> CONSIGNES:
1. Recopiez fidèlement le passage de la décision sur la requête en intervention qui va de « [3]               Mme Brittin tient » à « n1283 de 2013) (le recours Horstman). ».
2. Rédigez la suite de la décision sur la requête en intervention, à partir de sa dernière phrase.

> EXTRAIT:
<<<<

Référence : 2013 CF 1289

[TRADUCTION FRANÇAISE CERTIFIÉE, NON RÉVISÉE]

Ottawa (Ontario), le 27 décembre 2013

En présence de madame la juge Gagné

 

 

 

ENTRE :

GAELEN PATRICK CONDON

REBECCA WALKER ET

ANGELA PIGGOTT

 

demandeurs

et

PROCUREUR GÉNÉRAL DU CANADA

 

Défendeur

 

MOTIFS DE L’ORDONNANCE ET ORDONNANCE

(Ordonnance rendue oralement le 17 décembre 2013)

 

 

[1]               Le 13 décembre 2013, Mme Nicole Brittin (l’intervenante proposée), par l’entremise de ses avocats, qui travaillent pour Merchant Law Group LLP (Merchant), a déposé un avis de requête en intervention dans le cadre de la présente requête visant à obtenir que l’instance soit autorisée comme recours collectif. Dans le recours collectif envisagé, dont la demande d’autorisation a été déposée devant la Cour le 18 janvier 2013, les demandeurs, représentés par un consortium d’avocats, cherchent à obtenir une indemnisation pour des dommages qu’ils auraient subis en raison de la perte par le défendeur qui représente le gouvernement du Canada, plus précisément, le ministre des Ressources humaines et Développement des compétences Canada, d’un disque dur amovible sur lequel étaient stockés des renseignements personnels concernant 583 000 participants au Programme canadien de prêts aux étudiants (le groupe). Les participants en question résident dans l’une ou l’autre province du Canada, sauf dans la province du Québec.

 

[2]               Dans sa requête, datée du 9 décembre 2013, l’intervenante proposée demande à la Cour de reconnaître que, à titre de représentante proposée du groupe dans une instance semblable intentée devant la Cour du Banc de la Reine de la Saskatchewan, à savoir l’instance Nicole Brittin c The Minister of Human Resources and Skill Development Canada and The Attorney General of Canada, Saskatchewan, Q.B. n107 de 2013 (le recours Brittin), elle a qualité de plein droit pour être entendue dans la présente instance sur les questions concernant la portée de l’autorisation et les différences entre les deux recours collectifs.

 

[3]               Mme Brittin tient à souligner qu’elle reçoit présentement signification de tous les documents déposés à la Cour dans le cadre d’un deuxième recours collectif qui est actuellement intenté à la Cour du Banc de la Reine de la Saskatchewan par l’avocat des demandeurs (Melinda Horstman c Her Majesty The Queen in Right of Canada, Saskatchewan, Q.B. n1283 de 2013) (le recours Horstman).

>>>>

> DONNÉES AFFICHÉES:

<<<<

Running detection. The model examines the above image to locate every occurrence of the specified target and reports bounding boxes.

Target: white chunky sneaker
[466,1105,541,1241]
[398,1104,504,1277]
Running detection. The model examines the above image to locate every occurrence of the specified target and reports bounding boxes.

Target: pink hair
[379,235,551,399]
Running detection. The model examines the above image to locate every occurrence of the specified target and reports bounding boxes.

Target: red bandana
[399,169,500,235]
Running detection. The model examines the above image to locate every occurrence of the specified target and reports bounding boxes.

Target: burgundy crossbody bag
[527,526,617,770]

>>>>
<<<<

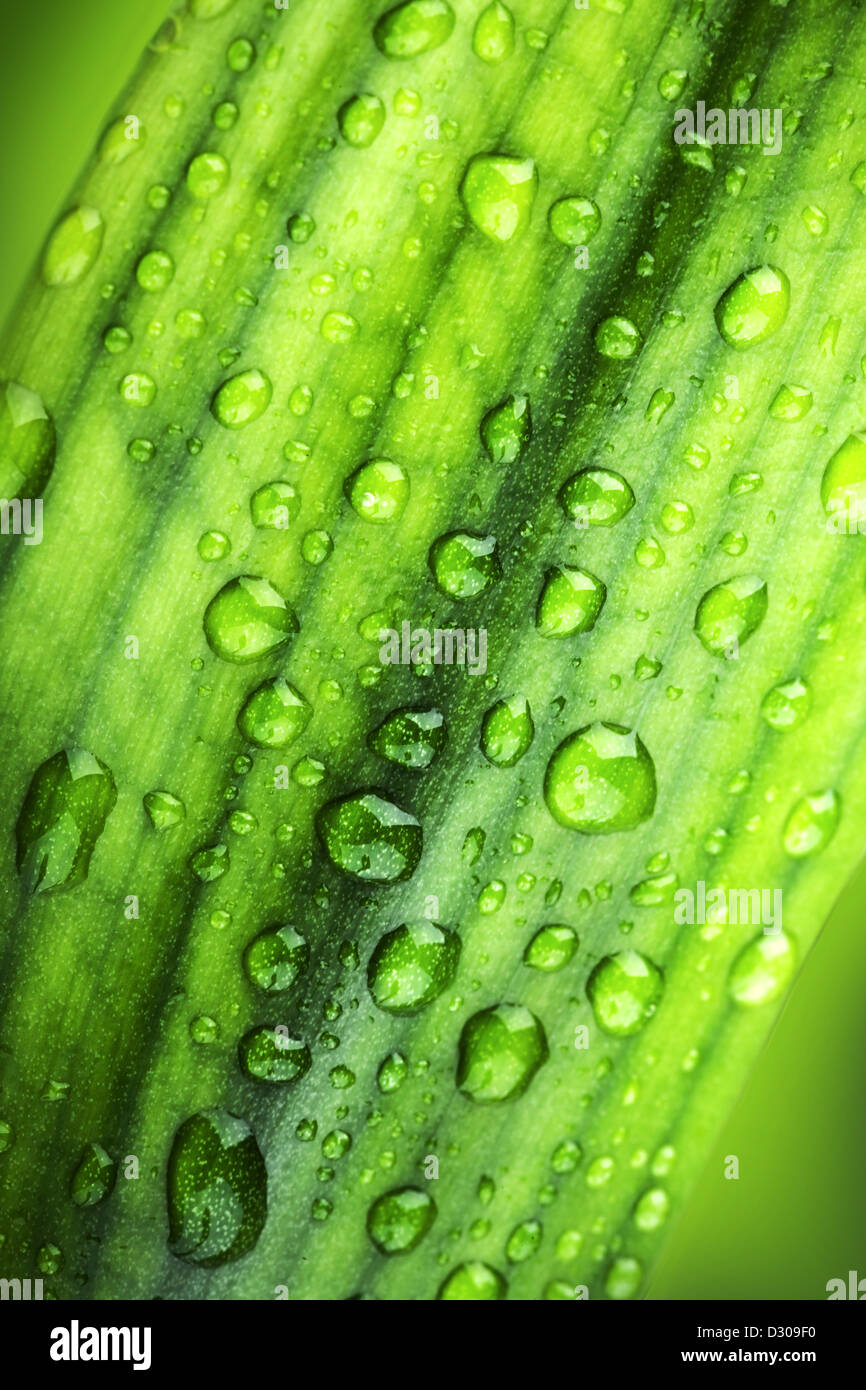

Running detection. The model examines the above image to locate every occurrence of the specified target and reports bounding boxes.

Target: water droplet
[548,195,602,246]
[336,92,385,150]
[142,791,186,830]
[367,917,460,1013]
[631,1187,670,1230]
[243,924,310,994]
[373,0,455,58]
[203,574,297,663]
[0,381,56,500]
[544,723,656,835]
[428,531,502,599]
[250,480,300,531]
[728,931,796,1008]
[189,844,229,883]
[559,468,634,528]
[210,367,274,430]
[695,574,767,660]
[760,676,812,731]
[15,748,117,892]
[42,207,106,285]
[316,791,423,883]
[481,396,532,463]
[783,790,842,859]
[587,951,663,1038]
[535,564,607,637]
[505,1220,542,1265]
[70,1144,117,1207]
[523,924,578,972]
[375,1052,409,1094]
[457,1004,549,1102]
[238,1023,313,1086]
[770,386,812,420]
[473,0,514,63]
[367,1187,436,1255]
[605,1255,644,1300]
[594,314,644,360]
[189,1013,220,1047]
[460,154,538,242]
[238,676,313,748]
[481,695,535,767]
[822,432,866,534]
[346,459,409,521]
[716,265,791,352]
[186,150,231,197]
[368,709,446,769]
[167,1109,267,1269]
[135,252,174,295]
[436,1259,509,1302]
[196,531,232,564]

>>>>

> RÉPONSES AUX EXERCICES:
1.
[3]               Mme Brittin tient à souligner qu’elle reçoit présentement signification de tous les documents déposés à la Cour dans le cadre d’un deuxième recours collectif qui est actuellement intenté à la Cour du Banc de la Reine de la Saskatchewan par l’avocat des demandeurs (Melinda Horstman c Her Majesty The Queen in Right of Canada, Saskatchewan, Q.B. n1283 de 2013) (le recours Horstman).

2.
 

[4]               À titre subsidiaire, Mme Brittin demande que la Cour, si elle conclut qu’elle n’a pas qualité de plein droit pour agir devant elle, rende une ordonnance :

         l’autorisation à intervenir en vertu de l’article 109 des Règles des Cours fédérales (les Règles) afin qu’elle puisse présenter des observations sur les questions de droit et de fait [traduction] « particulièrement en ce qui concerne le recours collectif susmentionné intenté en Saskatchewan par [elle] […] et la conduite de l’avocat du demandeur à la cour provinciale »;

         disposant qu’elle est réputée être une partie, mais qu’elle ne peut être assujettie à aucune ordonnance concernant les dépens, conformément à l’arrêt Campbell c Canada (Pocureur général), 2012 CAF 45;

         enjoignant qu’elle reçoive signification de tous les documents déjà déposés et de ceux qui doivent être déposés par les parties devant la Cour;

         prévoyant que, si la Cour accorde l’autorisation, les résidents de la Saskatchewan soient exclus du groupe de telle sorte que l’autorisation puisse être demandée dans le recours Brittin.

 

[5]               Comme je l’ai déjà précisé, la présente instance a été d’abord introduite devant la Cour le 18 janvier 2013. En ma qualité de juge chargé de superviser la gestion spéciale de l’instance, j’ai fixé, durant une conférence téléphonique tenue le 15 avril 2013, les dates d’audition de l’instance concernant l’autorisation aux 17 et 18 décembre 2013 à Toronto.

 

[6]               L’intervenante proposée n’a pas expliqué de manière satisfaisante pourquoi elle n’a déposé son avis de requête en intervention que dans la semaine précédant l’audience, pourtant elle a été avisée de la date de la présente audience durant la première semaine de juin 2013.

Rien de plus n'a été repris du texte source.